*Stated goal*:
Copy the records below line for line, with no changes.

*Stored records*:
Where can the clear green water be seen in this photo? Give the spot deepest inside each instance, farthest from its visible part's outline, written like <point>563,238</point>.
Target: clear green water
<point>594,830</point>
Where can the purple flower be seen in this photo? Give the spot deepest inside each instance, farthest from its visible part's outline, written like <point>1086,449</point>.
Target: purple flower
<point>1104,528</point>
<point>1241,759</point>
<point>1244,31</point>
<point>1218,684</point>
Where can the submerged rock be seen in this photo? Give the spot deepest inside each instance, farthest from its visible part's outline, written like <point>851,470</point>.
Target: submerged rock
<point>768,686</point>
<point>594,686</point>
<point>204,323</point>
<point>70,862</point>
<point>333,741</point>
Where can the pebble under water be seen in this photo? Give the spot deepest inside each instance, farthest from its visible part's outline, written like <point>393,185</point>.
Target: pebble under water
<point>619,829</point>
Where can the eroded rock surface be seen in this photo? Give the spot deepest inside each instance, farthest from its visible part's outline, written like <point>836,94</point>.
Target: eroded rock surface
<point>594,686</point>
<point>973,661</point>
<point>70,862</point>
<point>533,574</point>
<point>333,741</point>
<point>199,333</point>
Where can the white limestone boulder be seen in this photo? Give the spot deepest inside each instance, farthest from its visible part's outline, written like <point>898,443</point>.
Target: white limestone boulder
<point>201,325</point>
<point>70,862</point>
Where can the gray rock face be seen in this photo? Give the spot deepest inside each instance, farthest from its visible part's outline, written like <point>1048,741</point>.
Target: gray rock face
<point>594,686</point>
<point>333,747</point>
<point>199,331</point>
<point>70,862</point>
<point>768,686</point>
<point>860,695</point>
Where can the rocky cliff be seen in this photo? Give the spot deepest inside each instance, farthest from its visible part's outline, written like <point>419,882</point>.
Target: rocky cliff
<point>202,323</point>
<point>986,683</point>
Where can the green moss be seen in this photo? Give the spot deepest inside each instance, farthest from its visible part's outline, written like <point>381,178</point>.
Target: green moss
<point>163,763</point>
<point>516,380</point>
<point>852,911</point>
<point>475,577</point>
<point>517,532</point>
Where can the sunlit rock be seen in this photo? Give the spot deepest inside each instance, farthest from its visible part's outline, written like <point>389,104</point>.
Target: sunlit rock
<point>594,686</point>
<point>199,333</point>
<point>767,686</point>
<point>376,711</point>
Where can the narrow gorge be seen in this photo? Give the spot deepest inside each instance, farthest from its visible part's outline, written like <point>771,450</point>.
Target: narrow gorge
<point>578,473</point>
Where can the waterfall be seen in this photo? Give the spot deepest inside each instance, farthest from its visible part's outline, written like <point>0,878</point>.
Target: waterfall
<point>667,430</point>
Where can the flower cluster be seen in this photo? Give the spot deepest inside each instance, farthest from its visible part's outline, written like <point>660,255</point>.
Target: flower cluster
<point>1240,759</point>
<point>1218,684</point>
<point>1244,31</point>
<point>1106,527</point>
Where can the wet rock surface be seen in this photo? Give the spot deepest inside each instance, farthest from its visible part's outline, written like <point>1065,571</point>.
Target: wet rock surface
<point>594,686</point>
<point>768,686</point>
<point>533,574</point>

*Answer below*:
Where can the clear green water be seen in this photo? Give the spot deepest inside each instance, farthest from its visible part's outline, written like <point>563,238</point>.
Target: clear green water
<point>594,830</point>
Where can the purple flower be seen in this photo? Give the spot deepest inside each instance, farthest from its visible part's outline, written like <point>1086,449</point>.
Target: purple flower
<point>1104,528</point>
<point>1241,759</point>
<point>1244,31</point>
<point>1218,684</point>
Where can the submerged rock be seen in this photo? Give the spot deepest inside each instance, farthest from its visible part's outline, written like <point>851,470</point>.
Target: submerged rock
<point>768,686</point>
<point>594,686</point>
<point>204,323</point>
<point>70,862</point>
<point>333,741</point>
Where can the pebble under water be seen in this photo? Give the spot deepest inside each instance, farthest from its visible part's outline, written like <point>393,185</point>.
Target: pebble under water
<point>619,829</point>
Where can the eroded rock surface be seen in this photo? Give the spot deepest inside each instance, farthest from its visible part's outline, written like <point>836,94</point>.
Target: eroded rock surface
<point>594,686</point>
<point>973,661</point>
<point>70,862</point>
<point>533,574</point>
<point>333,741</point>
<point>199,333</point>
Where can the white limestone boulder be seen in this photo? Give the spot deepest inside each instance, farthest from its visible part's outline, written like <point>898,443</point>.
Target: white limestone boulder
<point>201,325</point>
<point>70,862</point>
Where can the gray rock face be seen in this photo? Give the spot deepest inside each instance, farthest from its visible part's outline, written like <point>1048,741</point>.
Target: gray rock face
<point>594,686</point>
<point>333,747</point>
<point>199,331</point>
<point>70,862</point>
<point>768,686</point>
<point>860,695</point>
Where can the rocky cliff be seen in this photo? Give the spot deepest inside each instance, farthest from its visible part's outline, written like <point>419,882</point>.
Target: rocky cliff
<point>202,323</point>
<point>986,683</point>
Where can the green moss be seen in this photo? Give the spot deepest inside each instance, farthest from its visible part's outline, written like <point>381,178</point>.
Target: green moss
<point>163,763</point>
<point>516,380</point>
<point>852,911</point>
<point>475,577</point>
<point>517,532</point>
Where can the sunlit rock be seen in this photo? Give the spot deepest inside each instance, farthest from its visible part's outline, written like <point>389,104</point>.
Target: sunlit rock
<point>594,686</point>
<point>199,333</point>
<point>767,686</point>
<point>376,711</point>
Where can the narrow gorge be seen in this photo? Give the spot deepest inside each instance, farthest from its visible part's outline, written like <point>771,450</point>.
Target: narrow gorge
<point>578,473</point>
Where can the waterfall be seen in this photo? Give the spot deepest inside each instance, farthest from its visible part's outline, written like <point>0,878</point>.
Target: waterfall
<point>667,430</point>
Where can the flower cluster be seen in this photo? Give the spot deepest inside each instance, farthest from its visible part's outline, written like <point>660,255</point>.
Target: flower cluster
<point>1240,759</point>
<point>1218,684</point>
<point>1244,31</point>
<point>1106,527</point>
Where can the wet rock surface be seen in this photo? Give the spot deepest inside each instance, farthest from its visible part's outline, written like <point>1065,571</point>.
Target: wet rock surface
<point>594,686</point>
<point>768,686</point>
<point>533,574</point>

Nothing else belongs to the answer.